| Pointing dataset records |

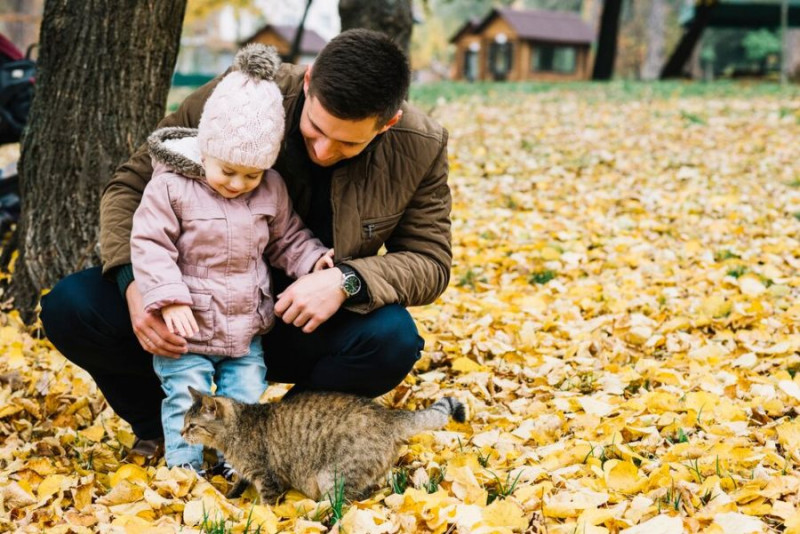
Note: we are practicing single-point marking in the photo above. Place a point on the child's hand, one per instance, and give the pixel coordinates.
(180, 320)
(325, 262)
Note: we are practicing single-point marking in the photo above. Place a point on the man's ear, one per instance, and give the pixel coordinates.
(394, 120)
(307, 80)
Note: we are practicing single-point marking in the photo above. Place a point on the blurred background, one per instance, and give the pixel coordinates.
(474, 40)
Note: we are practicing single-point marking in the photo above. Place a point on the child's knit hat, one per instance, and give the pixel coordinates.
(243, 119)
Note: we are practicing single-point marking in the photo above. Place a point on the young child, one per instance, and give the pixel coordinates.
(211, 211)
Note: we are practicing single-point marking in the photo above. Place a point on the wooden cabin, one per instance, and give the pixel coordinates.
(282, 37)
(524, 45)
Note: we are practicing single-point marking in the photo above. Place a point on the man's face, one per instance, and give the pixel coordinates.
(329, 139)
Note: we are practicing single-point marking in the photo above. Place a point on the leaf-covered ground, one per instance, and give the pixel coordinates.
(622, 323)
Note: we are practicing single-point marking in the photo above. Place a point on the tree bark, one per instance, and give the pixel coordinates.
(297, 42)
(656, 26)
(392, 17)
(105, 68)
(682, 52)
(607, 41)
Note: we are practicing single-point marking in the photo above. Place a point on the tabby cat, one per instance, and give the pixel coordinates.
(310, 440)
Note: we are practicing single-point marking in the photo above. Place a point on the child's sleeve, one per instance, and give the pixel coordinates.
(156, 228)
(292, 247)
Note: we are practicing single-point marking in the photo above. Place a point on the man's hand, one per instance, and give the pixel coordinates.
(311, 300)
(150, 329)
(180, 320)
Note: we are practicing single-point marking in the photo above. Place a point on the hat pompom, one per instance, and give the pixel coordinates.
(257, 61)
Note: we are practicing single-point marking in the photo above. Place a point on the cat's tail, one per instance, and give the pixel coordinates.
(436, 416)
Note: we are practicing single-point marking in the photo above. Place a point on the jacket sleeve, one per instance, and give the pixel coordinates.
(156, 228)
(124, 192)
(292, 247)
(416, 268)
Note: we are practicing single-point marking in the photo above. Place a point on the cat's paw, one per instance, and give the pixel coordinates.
(237, 490)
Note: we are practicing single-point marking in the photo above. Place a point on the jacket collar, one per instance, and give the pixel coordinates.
(177, 148)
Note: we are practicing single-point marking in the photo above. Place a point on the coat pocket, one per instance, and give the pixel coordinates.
(266, 310)
(263, 214)
(204, 315)
(379, 228)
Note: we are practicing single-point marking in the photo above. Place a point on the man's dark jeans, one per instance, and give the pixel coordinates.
(87, 319)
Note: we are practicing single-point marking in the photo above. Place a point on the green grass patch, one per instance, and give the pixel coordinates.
(541, 277)
(431, 94)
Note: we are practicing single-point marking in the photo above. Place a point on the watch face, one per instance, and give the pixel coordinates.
(351, 284)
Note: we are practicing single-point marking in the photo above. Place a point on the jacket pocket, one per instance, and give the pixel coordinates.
(198, 271)
(263, 214)
(379, 228)
(204, 315)
(266, 310)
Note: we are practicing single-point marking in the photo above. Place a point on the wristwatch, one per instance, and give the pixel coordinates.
(351, 283)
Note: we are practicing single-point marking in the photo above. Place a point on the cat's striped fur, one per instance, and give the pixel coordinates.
(310, 439)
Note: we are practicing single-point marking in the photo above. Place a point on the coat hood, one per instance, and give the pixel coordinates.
(177, 148)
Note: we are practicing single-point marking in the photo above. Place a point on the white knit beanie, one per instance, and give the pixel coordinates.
(243, 120)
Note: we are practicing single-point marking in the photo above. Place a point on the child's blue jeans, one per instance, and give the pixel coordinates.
(243, 379)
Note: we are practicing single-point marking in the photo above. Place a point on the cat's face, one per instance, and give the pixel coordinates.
(205, 422)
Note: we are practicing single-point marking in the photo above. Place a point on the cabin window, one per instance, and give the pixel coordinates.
(500, 57)
(551, 58)
(471, 55)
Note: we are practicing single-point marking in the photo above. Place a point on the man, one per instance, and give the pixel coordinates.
(364, 169)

| TASK DETAILS |
Convert the items above into a numbered list with one line per entry and no blank lines, omitting any pictures.

| REPLY |
1. Note: we are practicing single-point marking in the photo above. Place a point on the child's hand, one per instance, and give the pixel coordinates.
2. (180, 320)
3. (325, 262)
4. Note: we are practicing single-point marking in the photo above. Place a point on the man's ear, one per instance, and give the pixel coordinates.
5. (394, 120)
6. (307, 80)
7. Note: we are practicing single-point marking in the photo above. Place a point on the blurred background, one per instance, and give the pixel coordinates.
8. (474, 40)
9. Note: we are practicing single-point marking in the photo above. Place a point on the child's knit hat, one per instance, and give the pixel coordinates.
10. (243, 119)
11. Note: we are practicing single-point marking in the photo above. Place a point on the young child, one per instance, and give the pixel coordinates.
12. (211, 211)
13. Note: we are practicing single-point marking in the photo above. Place a point on the wooden cabin, one per instance, and give the pixel coordinates.
14. (282, 37)
15. (524, 45)
16. Note: we are practicing single-point marking in the photo above. Place a point on the man's face, one per instance, and give the pixel coordinates.
17. (329, 139)
18. Note: we are practicing single-point marking in the photo above. Place a point on the leaf-covered ground, one per instance, and give the pixel coordinates.
19. (622, 323)
20. Note: we are practicing single-point marking in the photo above. Place a point on the tree bark, one per instance, and give the pixel coordinates.
21. (297, 42)
22. (656, 26)
23. (392, 17)
24. (105, 68)
25. (682, 52)
26. (607, 41)
27. Note: we are practicing single-point marking in the photo above. Place a point on the tabby cat, one per instance, and give the pixel coordinates.
28. (310, 440)
29. Note: we are practicing single-point marking in the photo above. Place a point on the child's sleeve, one per instance, and give the pixel coordinates.
30. (156, 228)
31. (292, 247)
32. Note: we are practicing single-point marking in the photo above. Place a point on the man's hand, one per instance, and give the pixel coordinates.
33. (311, 300)
34. (150, 329)
35. (180, 320)
36. Note: we are practicing single-point marking in the photo above. Place a point on the hat pompom, one per instance, and give the pixel coordinates.
37. (257, 61)
38. Note: we are practicing single-point marking in the photo above. Place a point on the cat's tail, one per instance, and give the pixel coordinates.
39. (436, 416)
40. Note: we are practicing single-point marking in the photo above. Place a point on the jacket sleeve, one per instance, and give the pixel coordinates.
41. (156, 228)
42. (124, 192)
43. (292, 247)
44. (416, 268)
45. Note: we are practicing single-point marking in the photo above. Place a point on the cat's paw, one per instance, and give the pixel coordinates.
46. (237, 490)
47. Note: we are practicing single-point marking in the photo above. Place a point on the jacket collar, one per instance, and give the pixel coordinates.
48. (177, 148)
49. Note: we are practicing single-point marking in the photo above. Place a point on the coat pocket, one per instance, and give the pixel coordinates.
50. (266, 310)
51. (263, 214)
52. (204, 315)
53. (379, 228)
54. Note: we are practicing single-point marking in the photo above. Place a point on the man's dark jeans, one per instance, and give the pixel coordinates.
55. (87, 319)
56. Note: we are practicing single-point marking in the photo above. Place a point on the green grass patch, one per instance, and give the pixel coordinates.
57. (541, 277)
58. (431, 94)
59. Note: we are practicing single-point marking in the photo above. Place a point on the watch face, one per instance, and give the pixel coordinates.
60. (351, 284)
61. Note: we are practicing single-point marking in the photo above. Place a point on the jacket pocket, one per instance, and give the pixel coordinates.
62. (198, 271)
63. (263, 214)
64. (379, 228)
65. (204, 315)
66. (266, 310)
67. Note: we are practicing single-point marking in the photo above. Place a point on the wristwatch, one per instance, and give the pixel coordinates.
68. (351, 283)
69. Note: we are practicing single-point marking in the photo above. Place a point on the cat's striped fur, one per instance, and give the pixel coordinates.
70. (310, 439)
71. Note: we are practicing single-point marking in the photo above. Place a point on the coat hood, one per instance, and give the pixel coordinates.
72. (177, 148)
73. Note: we are practicing single-point marking in the photo above. Place a point on the white knit beanie, one per instance, and give the pixel coordinates.
74. (243, 120)
75. Note: we are practicing single-point marking in the photo above. Place a point on the child's blue jeans, one per instance, and give the pixel coordinates.
76. (243, 379)
77. Note: we are practicing single-point marking in the photo above. Place a point on the cat's face, one per instance, and give the pixel coordinates.
78. (205, 422)
79. Note: we are practicing single-point marking in the photo above. Place a point on the cabin window, one per instance, and give the pixel coordinates.
80. (500, 57)
81. (551, 58)
82. (471, 55)
83. Note: we are practicing single-point marking in the photo above. Place a point on the man, one per instance, and give the pixel coordinates.
84. (364, 169)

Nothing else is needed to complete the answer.